For this exercise, transcribe the records below without changing a word.
*** Supplied records Section Begins ***
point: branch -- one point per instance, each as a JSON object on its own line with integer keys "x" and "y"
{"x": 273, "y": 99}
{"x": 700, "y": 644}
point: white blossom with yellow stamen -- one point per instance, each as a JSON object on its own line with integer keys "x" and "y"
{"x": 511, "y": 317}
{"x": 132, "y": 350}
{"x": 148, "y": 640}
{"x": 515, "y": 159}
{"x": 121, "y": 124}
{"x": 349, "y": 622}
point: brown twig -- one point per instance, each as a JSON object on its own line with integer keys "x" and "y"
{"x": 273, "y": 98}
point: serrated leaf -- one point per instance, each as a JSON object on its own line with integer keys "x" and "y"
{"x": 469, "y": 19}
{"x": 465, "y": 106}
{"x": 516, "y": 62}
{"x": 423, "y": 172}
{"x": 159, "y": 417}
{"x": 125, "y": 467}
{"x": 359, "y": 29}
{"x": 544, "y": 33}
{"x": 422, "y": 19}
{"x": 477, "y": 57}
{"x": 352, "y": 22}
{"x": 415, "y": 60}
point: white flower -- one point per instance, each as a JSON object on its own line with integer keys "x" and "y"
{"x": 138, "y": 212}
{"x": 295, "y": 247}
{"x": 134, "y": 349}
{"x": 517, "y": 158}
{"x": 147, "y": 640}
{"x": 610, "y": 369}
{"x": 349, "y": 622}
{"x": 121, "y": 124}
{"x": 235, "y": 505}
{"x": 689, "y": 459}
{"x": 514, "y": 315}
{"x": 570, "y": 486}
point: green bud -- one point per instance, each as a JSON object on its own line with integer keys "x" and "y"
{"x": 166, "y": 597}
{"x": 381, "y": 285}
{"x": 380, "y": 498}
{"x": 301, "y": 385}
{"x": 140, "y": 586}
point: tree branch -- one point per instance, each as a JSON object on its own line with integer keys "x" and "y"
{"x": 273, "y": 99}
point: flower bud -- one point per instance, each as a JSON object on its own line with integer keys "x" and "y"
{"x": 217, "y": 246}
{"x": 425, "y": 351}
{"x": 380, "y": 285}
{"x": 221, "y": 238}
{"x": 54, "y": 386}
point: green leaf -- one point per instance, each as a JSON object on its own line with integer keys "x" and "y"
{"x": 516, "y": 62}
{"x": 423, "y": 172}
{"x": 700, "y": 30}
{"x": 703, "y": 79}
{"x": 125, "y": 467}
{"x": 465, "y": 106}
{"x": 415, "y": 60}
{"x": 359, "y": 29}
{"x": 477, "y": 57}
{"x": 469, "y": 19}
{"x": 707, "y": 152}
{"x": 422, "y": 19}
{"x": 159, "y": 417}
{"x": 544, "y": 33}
*** Supplied records Section Ends ***
:: Output for this exercise ::
point: branch -- one point per instance, each as a JSON object on its own line with integer keys "x" and "y"
{"x": 273, "y": 99}
{"x": 700, "y": 644}
point: white blossom with yellow stamen -- one point per instance, each as a JSON object on its own line with integer keys "x" and "y"
{"x": 511, "y": 317}
{"x": 132, "y": 350}
{"x": 148, "y": 640}
{"x": 515, "y": 159}
{"x": 121, "y": 124}
{"x": 349, "y": 622}
point: brown twig -- one point per instance, each as a JSON object on its own line with integer keys "x" and "y"
{"x": 273, "y": 98}
point: serrated leaf -- one point per instance, each as a JSON object on its own line with integer keys "x" and "y"
{"x": 469, "y": 19}
{"x": 465, "y": 106}
{"x": 516, "y": 62}
{"x": 423, "y": 172}
{"x": 159, "y": 417}
{"x": 125, "y": 467}
{"x": 359, "y": 29}
{"x": 544, "y": 33}
{"x": 422, "y": 19}
{"x": 477, "y": 57}
{"x": 352, "y": 22}
{"x": 415, "y": 60}
point: white flower -- one point per instance, each as a JSON object on its own line with integer keys "x" and "y"
{"x": 138, "y": 212}
{"x": 295, "y": 247}
{"x": 134, "y": 349}
{"x": 517, "y": 158}
{"x": 147, "y": 640}
{"x": 610, "y": 369}
{"x": 349, "y": 622}
{"x": 121, "y": 124}
{"x": 235, "y": 505}
{"x": 689, "y": 459}
{"x": 514, "y": 315}
{"x": 570, "y": 486}
point: green bud -- one point per instance, each as a JSON object on its own line with integer keys "x" and "y"
{"x": 166, "y": 597}
{"x": 381, "y": 285}
{"x": 380, "y": 498}
{"x": 301, "y": 385}
{"x": 140, "y": 586}
point: tree branch -- one point per instance, each as a JSON object on its own line with integer keys "x" and "y"
{"x": 273, "y": 99}
point: flower bud -- one point per instance, each as a JSON object on its own line with integer keys "x" and "y"
{"x": 217, "y": 246}
{"x": 425, "y": 351}
{"x": 380, "y": 285}
{"x": 221, "y": 238}
{"x": 54, "y": 386}
point: green leaf -- one point per instance, each as a JSON object on its own line with integer keys "x" and "y"
{"x": 516, "y": 62}
{"x": 423, "y": 172}
{"x": 700, "y": 30}
{"x": 703, "y": 79}
{"x": 125, "y": 467}
{"x": 465, "y": 106}
{"x": 415, "y": 60}
{"x": 359, "y": 29}
{"x": 477, "y": 57}
{"x": 469, "y": 19}
{"x": 707, "y": 152}
{"x": 422, "y": 19}
{"x": 159, "y": 417}
{"x": 544, "y": 33}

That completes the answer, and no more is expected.